SOURCE EXTRACT:
--- START ---

On Sat, Sep 09, 2017 at 11:08:42AM +0200, Silvan Jegen wrote:
> From: Jim Beveridge <[email protected]>
> 
> The original code is by Jim Beveridge working on Fuchsia. I merged it
> with slight changes.
> 

To be clear: is it under the sbase LICENSE?

> Time to tar two 1GB files:
> 
> Before patch:
> 
> real  0m6.428s
> user  0m0.245s
> sys   0m4.881s
> 
> real  0m6.454s
> user  0m0.239s
> sys   0m4.883s
> 
> real  0m6.515s
> user  0m0.259s
> sys   0m4.839s
> 
> After patch:
> 
> real  0m4.755s
> user  0m0.026s
> sys   0m1.598s
> 
> real  0m4.788s
> user  0m0.063s
> sys   0m1.578s
> 
> real  0m4.822s
> user  0m0.007s
> sys   0m1.662s
> 
> A similar speedup can be observed for untaring.
> 
> In addition to the buffer size increase we change the code to only create
> directories for non-compliant tar files and we check for st to be NULL
> in the recursive copy function.
> ---
>  tar.c | 72 
> +++++++++++++++++++++++++++++++++++++++++++++++++++----------------
>  1 file changed, 55 insertions(+), 17 deletions(-)
> 
> diff --git a/tar.c b/tar.c
> index 53a737c..8cd1abe 100644
> --- a/tar.c
> +++ b/tar.c
> @@ -16,6 +16,8 @@
>  #include "util.h"
>  
>  #define BLKSIZ 512
> +// COPY_CHUNK_SIZE must be a power of 2
> +#define COPY_CHUNK_SIZE 8192
>  

Instead of COPY_CHUNK_SIZE is might be worthwhile to query the pagesize, but
i've not tested it.

>  enum Type {
>       REG       = '0',
> @@ -236,10 +238,13 @@ archive(const char *path)
>       ewrite(tarfd, b, BLKSIZ);
>  
>       if (fd != -1) {
> -             while ((l = eread(fd, b, BLKSIZ)) > 0) {
> -                     if (l < BLKSIZ)

--- END ---

TASK REQUIREMENTS:
1. Update the tar patch thread from "On Sat, Sep" up to and including "the sbase LICENSE?", replacing "Fuchsia" with "Magenta".
2. Decide whether each statement agrees with the tar patch thread, giving yes or no and quoting the deciding words: (a) The patch defines COPY_CHUNK_SIZE as 8192. (b) The reply says that querying the page size has been tested. (c) The diff summary reports 17 deletions.
The rows that follow the tar patch thread are drawn from a separate source.

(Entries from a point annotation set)
--- START ---

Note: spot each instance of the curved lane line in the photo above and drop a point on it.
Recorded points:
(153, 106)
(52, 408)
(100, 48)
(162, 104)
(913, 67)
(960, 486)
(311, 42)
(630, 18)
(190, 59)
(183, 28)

--- END ---

RESPONSES IN ORDER:
1.
On Sat, Sep 09, 2017 at 11:08:42AM +0200, Silvan Jegen wrote:
> From: Jim Beveridge <[email protected]>
> 
> The original code is by Jim Beveridge working on Magenta. I merged it
> with slight changes.
> 

To be clear: is it under the sbase LICENSE?

2.
(a) Yes: "#define COPY_CHUNK_SIZE 8192"
(b) No: "i've not tested it."
(c) Yes: "1 file changed, 55 insertions(+), 17 deletions(-)"